• Material for this task

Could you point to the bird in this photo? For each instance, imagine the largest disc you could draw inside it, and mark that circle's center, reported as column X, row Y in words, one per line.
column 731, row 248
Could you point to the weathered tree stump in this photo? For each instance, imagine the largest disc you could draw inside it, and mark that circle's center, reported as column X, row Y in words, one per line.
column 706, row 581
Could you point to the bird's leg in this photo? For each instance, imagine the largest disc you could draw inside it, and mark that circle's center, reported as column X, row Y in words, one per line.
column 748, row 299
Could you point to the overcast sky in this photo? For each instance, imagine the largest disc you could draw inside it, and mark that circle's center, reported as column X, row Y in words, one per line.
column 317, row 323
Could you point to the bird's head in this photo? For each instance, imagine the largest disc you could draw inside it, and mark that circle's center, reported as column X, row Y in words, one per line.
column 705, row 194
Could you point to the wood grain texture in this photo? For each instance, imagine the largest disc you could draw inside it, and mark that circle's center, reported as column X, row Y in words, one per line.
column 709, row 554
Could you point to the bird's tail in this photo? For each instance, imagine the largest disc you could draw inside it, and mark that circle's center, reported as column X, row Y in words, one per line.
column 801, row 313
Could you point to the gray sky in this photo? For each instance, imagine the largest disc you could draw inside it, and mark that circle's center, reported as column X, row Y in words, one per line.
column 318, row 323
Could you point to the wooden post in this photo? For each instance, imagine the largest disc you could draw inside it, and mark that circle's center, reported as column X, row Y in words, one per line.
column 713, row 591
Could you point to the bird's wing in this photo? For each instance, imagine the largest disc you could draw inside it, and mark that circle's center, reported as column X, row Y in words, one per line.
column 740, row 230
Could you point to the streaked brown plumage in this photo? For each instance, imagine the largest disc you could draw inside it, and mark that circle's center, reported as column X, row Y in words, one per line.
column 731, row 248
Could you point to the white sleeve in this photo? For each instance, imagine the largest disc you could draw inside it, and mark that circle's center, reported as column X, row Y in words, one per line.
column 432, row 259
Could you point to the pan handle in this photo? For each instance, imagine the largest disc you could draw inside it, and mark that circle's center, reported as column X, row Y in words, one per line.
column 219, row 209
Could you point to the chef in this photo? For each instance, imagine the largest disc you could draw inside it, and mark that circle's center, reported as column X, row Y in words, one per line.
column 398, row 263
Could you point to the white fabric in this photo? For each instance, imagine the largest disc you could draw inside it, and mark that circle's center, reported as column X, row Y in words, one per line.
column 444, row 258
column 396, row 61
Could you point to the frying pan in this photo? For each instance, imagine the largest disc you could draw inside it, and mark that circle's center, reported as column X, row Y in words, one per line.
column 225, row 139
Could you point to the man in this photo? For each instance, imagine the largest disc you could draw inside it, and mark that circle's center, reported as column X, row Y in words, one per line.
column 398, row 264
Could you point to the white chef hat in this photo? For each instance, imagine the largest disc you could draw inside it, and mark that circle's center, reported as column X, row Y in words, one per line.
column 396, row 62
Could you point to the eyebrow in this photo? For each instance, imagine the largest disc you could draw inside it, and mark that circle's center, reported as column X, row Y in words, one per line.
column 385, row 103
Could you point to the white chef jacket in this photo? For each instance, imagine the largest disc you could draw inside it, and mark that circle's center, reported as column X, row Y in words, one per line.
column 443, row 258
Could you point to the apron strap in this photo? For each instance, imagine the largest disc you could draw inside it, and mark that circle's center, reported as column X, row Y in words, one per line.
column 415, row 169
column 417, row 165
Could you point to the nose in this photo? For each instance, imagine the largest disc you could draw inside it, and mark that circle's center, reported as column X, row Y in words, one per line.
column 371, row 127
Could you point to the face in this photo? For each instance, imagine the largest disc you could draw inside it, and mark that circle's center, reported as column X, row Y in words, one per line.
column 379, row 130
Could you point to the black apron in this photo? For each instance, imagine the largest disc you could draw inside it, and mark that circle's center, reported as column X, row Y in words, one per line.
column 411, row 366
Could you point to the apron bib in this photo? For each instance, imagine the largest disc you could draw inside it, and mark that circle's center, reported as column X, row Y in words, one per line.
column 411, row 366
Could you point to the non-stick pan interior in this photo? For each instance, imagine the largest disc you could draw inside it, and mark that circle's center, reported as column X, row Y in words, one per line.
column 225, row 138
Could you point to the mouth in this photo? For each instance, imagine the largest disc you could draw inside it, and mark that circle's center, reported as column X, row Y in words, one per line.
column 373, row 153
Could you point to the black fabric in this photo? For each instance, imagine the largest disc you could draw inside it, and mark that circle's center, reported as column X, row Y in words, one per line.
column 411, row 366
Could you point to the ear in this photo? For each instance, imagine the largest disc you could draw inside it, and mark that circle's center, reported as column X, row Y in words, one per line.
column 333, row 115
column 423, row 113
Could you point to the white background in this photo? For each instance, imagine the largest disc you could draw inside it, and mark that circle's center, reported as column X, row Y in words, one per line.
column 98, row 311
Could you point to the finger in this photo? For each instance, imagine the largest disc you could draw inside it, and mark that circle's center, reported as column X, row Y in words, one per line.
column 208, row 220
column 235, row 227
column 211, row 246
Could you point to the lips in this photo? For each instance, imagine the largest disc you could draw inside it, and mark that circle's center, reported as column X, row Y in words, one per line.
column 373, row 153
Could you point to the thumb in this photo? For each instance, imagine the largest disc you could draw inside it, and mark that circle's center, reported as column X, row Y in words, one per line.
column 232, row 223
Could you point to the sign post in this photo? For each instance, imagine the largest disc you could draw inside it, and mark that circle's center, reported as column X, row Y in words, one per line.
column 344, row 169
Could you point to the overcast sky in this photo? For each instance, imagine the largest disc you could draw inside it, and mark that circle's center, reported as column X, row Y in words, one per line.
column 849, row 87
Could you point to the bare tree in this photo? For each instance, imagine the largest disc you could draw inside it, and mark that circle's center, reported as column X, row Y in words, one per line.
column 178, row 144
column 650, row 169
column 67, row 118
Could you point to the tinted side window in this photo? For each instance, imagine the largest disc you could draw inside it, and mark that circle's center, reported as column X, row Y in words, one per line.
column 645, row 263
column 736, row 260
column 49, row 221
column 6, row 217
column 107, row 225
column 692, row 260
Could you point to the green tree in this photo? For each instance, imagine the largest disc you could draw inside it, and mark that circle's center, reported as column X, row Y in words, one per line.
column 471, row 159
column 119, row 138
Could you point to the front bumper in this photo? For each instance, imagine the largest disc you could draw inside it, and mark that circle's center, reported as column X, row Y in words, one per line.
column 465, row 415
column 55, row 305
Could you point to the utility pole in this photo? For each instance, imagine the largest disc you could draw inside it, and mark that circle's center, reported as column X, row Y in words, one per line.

• Problem details
Write out the listing exactly, keeping every character.

• Reply to the task
Could you point to the bird in this photo? For each instance, imagine the largest disc you could draw inside it, and mark that circle's center, reported as column X, row Y in words, one per line.
column 731, row 248
Could you point to the weathered tree stump in this photo? For each instance, imagine the largest disc you could draw inside it, and mark that circle's center, reported as column X, row Y in words, one per line.
column 706, row 581
Could you point to the bird's leg in this photo? For each instance, imagine the largest disc you could draw inside it, and mark that circle's center, reported as column X, row Y in words, one per line.
column 748, row 299
Could you point to the overcast sky in this photo? For each instance, imagine the largest disc you could draw inside it, and mark that circle's center, reported as column X, row Y in words, one per line.
column 317, row 323
Could you point to the bird's head in this photo? For each instance, imagine the largest disc you could draw inside it, and mark that circle's center, reported as column X, row Y in words, one per line.
column 705, row 194
Could you point to the wood grain texture in this photo? For each instance, imagine the largest disc you could draw inside it, and mark that circle's center, reported as column X, row Y in words, one per line.
column 709, row 554
Could you point to the bird's tail in this photo? For each instance, imagine the largest disc you could draw inside it, and mark that circle's center, reported as column X, row Y in words, one per line.
column 801, row 313
Could you point to the gray sky in this photo? For each instance, imagine the largest disc you could draw inside it, and mark that circle's center, reported as column X, row Y in words, one per line.
column 318, row 323
Could you point to the wooden post in this photo? For each instance, imagine the largest disc you could draw inside it, and mark that circle's center, reported as column X, row Y in words, one per line.
column 713, row 591
Could you point to the bird's wing in this photo? For each instance, imagine the largest disc you could draw inside it, and mark that circle's center, reported as column X, row Y in words, one per line.
column 740, row 230
Could you point to the streaked brown plumage in this photo? For each instance, imagine the largest disc you could draw inside it, and mark that circle's center, reported as column X, row Y in words, one per line.
column 731, row 248
Could you point to the white sleeve in this photo? For each instance, imagine the largest disc you could draw inside it, and mark that circle's center, reported as column X, row Y in words, one per line.
column 432, row 259
Could you point to the pan handle in this photo? For each instance, imagine the largest disc you could draw inside it, and mark that circle's center, reported as column X, row Y in words, one per line.
column 219, row 209
Could you point to the chef in this photo? For each instance, imagine the largest disc you could draw inside it, and mark that circle's center, reported as column X, row Y in words, one per line.
column 398, row 263
Could you point to the white fabric in this photo? For each instance, imagine the largest disc you could draw inside it, and mark that circle's center, reported as column X, row Y in words, one per line.
column 444, row 258
column 396, row 61
Could you point to the frying pan in this photo? For each instance, imagine the largest disc you could draw inside it, and mark that circle's center, reported as column X, row Y in words, one per line.
column 225, row 139
Could you point to the man in this photo? For each instance, imagine the largest disc you could draw inside it, and mark that circle's center, reported as column X, row Y in words, one per line.
column 398, row 264
Could you point to the white chef hat in this photo? For each instance, imagine the largest disc you could draw inside it, and mark that circle's center, reported as column X, row Y in words, one per line.
column 396, row 62
Could you point to the eyebrow in this photo? For each instance, imagine the largest disc you could draw inside it, and mark that circle's center, reported as column X, row Y in words, one per line.
column 385, row 103
Could you point to the white chef jacket in this photo? For each instance, imagine the largest disc you could draw inside it, and mark that circle's center, reported as column X, row Y in words, one per line.
column 443, row 258
Could you point to the apron strap in this photo? For each instance, imagine the largest disc you could draw inside it, and mark that circle's center, reported as column X, row Y in words, one per line.
column 415, row 169
column 417, row 165
Could you point to the nose in this photo? For each instance, imagine the largest disc you could draw inside it, and mark that circle's center, reported as column X, row Y in words, one per line.
column 371, row 127
Could you point to the face in this photo? For each instance, imagine the largest disc you could draw inside it, and mark that circle's center, reported as column X, row Y in words, one per line.
column 379, row 130
Could you point to the black apron in this photo? For each instance, imagine the largest disc you could draw inside it, and mark that circle's center, reported as column X, row Y in words, one per line.
column 411, row 366
Could you point to the apron bib in this photo? For each instance, imagine the largest disc you could draw inside it, and mark that circle's center, reported as column X, row Y in words, one per line.
column 411, row 366
Could you point to the non-stick pan interior in this photo? For each instance, imagine the largest disc you could draw inside it, and mark that circle's center, reported as column X, row Y in words, one per line.
column 225, row 138
Could you point to the mouth in this photo? For each instance, imagine the largest disc you could draw inside it, and mark that circle's center, reported as column X, row Y in words, one per line.
column 373, row 153
Could you point to the black fabric in this photo? For each instance, imagine the largest disc you could draw inside it, and mark that circle's center, reported as column X, row Y in words, one per line.
column 411, row 366
Could you point to the ear in this photo? For each instance, imagine the largest disc you could draw inside it, and mark that circle's center, reported as column X, row Y in words, one per line.
column 333, row 115
column 423, row 113
Could you point to the white background in this photo? For each instance, imagine the largest disc you could draw inside it, and mark that circle's center, reported as column X, row Y in words, one per line.
column 98, row 311
Could you point to the finger in this photo? For each instance, imagine the largest disc you could draw inside it, and mark that circle's center, reported as column X, row Y in words, one per line.
column 208, row 220
column 235, row 227
column 211, row 246
Could you point to the lips in this photo? For each instance, imagine the largest disc you could draw inside it, and mark that circle's center, reported as column X, row Y in words, one per line.
column 373, row 153
Could you point to the thumb in this photo? For each instance, imagine the largest disc you could draw inside it, and mark that circle's center, reported as column X, row Y in words, one per line.
column 232, row 223
Could you point to the sign post in this photo? For each instance, imagine the largest disc you could draw inside it, and mark that circle's center, reported as column X, row Y in words, one per line.
column 344, row 169
Could you point to the overcast sky in this photo? For each instance, imagine the largest disc you could draw inside it, and mark that circle's center, reported as column X, row Y in words, one per line.
column 849, row 87
Could you point to the bare tree in this photo? For each instance, imagine the largest disc you could draw inside it, and mark that circle's center, reported as column X, row Y in words, one per line.
column 178, row 144
column 650, row 169
column 67, row 118
Could you point to the tinted side window in this photo? For each instance, imagine the largest disc you could draw inside it, and mark that circle's center, reported as column X, row Y in words, one per line.
column 645, row 263
column 736, row 260
column 49, row 221
column 6, row 217
column 107, row 225
column 692, row 260
Could you point to the green tree in this photo? For each instance, imagine the largest disc you could draw inside it, and mark that circle's center, reported as column X, row Y in words, one per line.
column 471, row 159
column 119, row 138
Could you point to the front bumper in this photo? For each instance, imagine the largest disc you could draw inside it, and mark that circle's center, reported as column X, row Y in words, one per line.
column 465, row 415
column 55, row 305
Could you point to the utility pole in this photo? For each instance, imagine the largest disc you could draw inside it, and mark that circle's center, reported as column X, row Y in words, one per line.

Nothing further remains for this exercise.